§ The request:
Pick out each line of the data below that contains the string "river", and copy those lines.

[Entries from a pointing dataset]
* * * * * * * * *

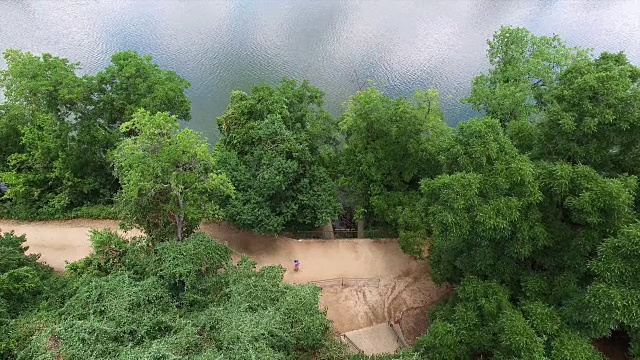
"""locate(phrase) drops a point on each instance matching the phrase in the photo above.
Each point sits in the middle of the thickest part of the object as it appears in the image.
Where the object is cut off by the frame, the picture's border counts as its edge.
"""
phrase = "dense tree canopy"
(58, 127)
(170, 181)
(524, 68)
(276, 149)
(389, 146)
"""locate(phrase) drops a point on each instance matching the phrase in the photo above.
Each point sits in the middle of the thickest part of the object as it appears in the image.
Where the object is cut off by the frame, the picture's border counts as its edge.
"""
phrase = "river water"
(338, 45)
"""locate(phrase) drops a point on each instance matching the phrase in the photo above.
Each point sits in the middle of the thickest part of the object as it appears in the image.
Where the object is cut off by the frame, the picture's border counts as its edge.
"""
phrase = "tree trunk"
(179, 214)
(361, 224)
(327, 231)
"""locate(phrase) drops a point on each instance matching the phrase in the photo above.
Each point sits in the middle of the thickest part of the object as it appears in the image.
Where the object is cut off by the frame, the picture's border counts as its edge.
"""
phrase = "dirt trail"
(405, 289)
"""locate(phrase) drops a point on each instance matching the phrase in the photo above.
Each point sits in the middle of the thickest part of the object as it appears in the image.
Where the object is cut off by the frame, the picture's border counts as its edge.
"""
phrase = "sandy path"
(405, 289)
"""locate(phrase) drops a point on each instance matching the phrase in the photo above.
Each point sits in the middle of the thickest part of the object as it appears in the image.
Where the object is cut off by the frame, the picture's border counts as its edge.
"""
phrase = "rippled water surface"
(226, 45)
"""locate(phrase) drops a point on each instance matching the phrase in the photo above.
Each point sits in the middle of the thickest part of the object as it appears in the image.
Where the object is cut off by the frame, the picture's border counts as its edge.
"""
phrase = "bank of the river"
(404, 288)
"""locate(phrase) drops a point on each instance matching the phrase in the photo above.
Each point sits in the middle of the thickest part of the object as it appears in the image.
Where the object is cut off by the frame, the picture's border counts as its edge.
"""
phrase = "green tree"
(613, 300)
(484, 210)
(77, 119)
(131, 82)
(170, 181)
(389, 146)
(524, 68)
(480, 321)
(276, 148)
(594, 116)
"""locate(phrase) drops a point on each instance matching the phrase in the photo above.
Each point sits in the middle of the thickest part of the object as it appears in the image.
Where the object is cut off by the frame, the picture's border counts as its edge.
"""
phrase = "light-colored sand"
(405, 289)
(374, 340)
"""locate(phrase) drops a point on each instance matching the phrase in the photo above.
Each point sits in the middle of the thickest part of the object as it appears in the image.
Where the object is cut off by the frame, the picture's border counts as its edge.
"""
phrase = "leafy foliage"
(389, 146)
(124, 302)
(276, 148)
(58, 127)
(22, 284)
(525, 67)
(170, 181)
(594, 116)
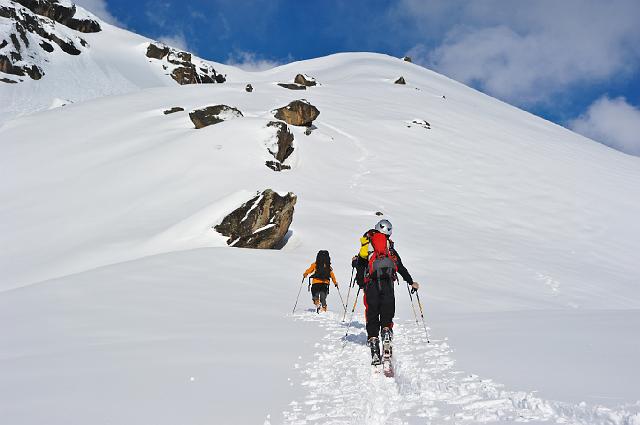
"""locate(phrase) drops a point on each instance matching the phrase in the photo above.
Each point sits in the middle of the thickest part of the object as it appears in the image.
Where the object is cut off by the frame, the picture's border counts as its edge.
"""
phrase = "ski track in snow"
(340, 387)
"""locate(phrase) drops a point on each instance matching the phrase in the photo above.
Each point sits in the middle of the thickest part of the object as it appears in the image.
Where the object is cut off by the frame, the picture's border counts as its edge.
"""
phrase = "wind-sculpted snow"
(116, 290)
(338, 387)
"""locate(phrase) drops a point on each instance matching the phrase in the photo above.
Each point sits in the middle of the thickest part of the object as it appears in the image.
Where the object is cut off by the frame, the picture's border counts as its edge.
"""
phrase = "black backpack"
(323, 266)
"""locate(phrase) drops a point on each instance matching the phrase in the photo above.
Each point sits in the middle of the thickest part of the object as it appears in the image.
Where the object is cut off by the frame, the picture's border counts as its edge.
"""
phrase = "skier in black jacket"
(376, 266)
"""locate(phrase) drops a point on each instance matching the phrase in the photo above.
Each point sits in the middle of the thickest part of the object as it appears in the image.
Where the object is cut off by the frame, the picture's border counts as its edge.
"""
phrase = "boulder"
(283, 146)
(157, 52)
(276, 166)
(304, 80)
(60, 13)
(213, 115)
(298, 112)
(291, 86)
(173, 110)
(184, 68)
(262, 222)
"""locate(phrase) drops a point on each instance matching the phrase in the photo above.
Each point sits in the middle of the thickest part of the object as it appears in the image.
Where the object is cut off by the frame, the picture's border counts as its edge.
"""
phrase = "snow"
(120, 304)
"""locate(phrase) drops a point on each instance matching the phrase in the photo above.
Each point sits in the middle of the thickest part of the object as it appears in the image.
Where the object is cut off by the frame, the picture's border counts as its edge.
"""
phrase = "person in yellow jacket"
(322, 272)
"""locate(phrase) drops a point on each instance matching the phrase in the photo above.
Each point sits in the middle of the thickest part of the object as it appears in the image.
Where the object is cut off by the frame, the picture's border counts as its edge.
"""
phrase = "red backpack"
(382, 264)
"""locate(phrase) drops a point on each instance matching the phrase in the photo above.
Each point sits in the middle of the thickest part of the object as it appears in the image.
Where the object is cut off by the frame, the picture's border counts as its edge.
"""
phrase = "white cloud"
(249, 61)
(179, 41)
(525, 52)
(613, 122)
(100, 9)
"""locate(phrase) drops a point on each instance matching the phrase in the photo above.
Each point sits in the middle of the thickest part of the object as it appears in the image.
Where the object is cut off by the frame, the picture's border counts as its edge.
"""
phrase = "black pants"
(320, 291)
(360, 265)
(380, 306)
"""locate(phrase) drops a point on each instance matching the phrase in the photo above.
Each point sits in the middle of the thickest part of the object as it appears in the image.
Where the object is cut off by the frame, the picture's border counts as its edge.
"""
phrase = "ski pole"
(351, 319)
(412, 306)
(299, 290)
(422, 315)
(341, 300)
(344, 316)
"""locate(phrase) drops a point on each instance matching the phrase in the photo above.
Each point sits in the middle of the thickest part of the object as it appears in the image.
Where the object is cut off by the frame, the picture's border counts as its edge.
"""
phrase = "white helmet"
(384, 226)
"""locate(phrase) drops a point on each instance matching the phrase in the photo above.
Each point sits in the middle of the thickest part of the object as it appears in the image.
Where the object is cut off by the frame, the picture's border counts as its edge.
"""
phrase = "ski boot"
(387, 336)
(374, 344)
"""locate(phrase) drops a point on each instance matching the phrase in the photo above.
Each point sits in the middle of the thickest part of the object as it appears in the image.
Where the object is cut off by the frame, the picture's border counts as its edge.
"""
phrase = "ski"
(387, 367)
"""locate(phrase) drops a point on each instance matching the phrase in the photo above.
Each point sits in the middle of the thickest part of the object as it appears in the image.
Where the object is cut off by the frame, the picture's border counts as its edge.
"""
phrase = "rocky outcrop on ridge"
(298, 112)
(182, 67)
(213, 115)
(30, 30)
(281, 146)
(262, 222)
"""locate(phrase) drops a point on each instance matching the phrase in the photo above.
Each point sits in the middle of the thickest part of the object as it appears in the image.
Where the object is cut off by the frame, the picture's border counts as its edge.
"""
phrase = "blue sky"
(574, 62)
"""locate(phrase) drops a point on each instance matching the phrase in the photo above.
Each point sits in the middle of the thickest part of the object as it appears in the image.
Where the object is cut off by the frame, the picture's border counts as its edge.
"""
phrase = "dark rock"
(46, 46)
(185, 75)
(212, 115)
(157, 52)
(298, 112)
(285, 141)
(261, 223)
(291, 86)
(302, 80)
(276, 166)
(400, 81)
(186, 72)
(61, 14)
(179, 58)
(16, 43)
(173, 110)
(34, 72)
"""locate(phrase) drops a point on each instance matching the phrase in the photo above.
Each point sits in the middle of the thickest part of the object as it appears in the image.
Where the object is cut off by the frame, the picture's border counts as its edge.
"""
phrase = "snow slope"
(116, 291)
(113, 62)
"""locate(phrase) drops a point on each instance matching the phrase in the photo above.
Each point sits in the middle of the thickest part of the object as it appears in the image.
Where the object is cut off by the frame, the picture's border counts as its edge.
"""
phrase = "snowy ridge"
(114, 284)
(427, 387)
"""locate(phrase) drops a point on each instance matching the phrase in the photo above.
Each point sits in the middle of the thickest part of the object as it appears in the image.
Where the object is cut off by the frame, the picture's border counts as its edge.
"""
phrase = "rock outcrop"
(182, 67)
(31, 28)
(173, 110)
(292, 86)
(298, 112)
(262, 222)
(213, 115)
(305, 80)
(281, 146)
(420, 123)
(61, 13)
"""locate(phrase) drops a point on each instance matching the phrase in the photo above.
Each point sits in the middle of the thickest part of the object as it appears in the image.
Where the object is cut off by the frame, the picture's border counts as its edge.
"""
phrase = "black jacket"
(361, 263)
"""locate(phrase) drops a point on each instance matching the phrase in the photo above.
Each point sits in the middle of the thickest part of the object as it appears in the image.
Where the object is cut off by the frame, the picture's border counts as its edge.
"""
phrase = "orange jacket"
(312, 269)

* * * * * * * * *

§ Result:
phrase = "river water"
phrase = "bank of the river"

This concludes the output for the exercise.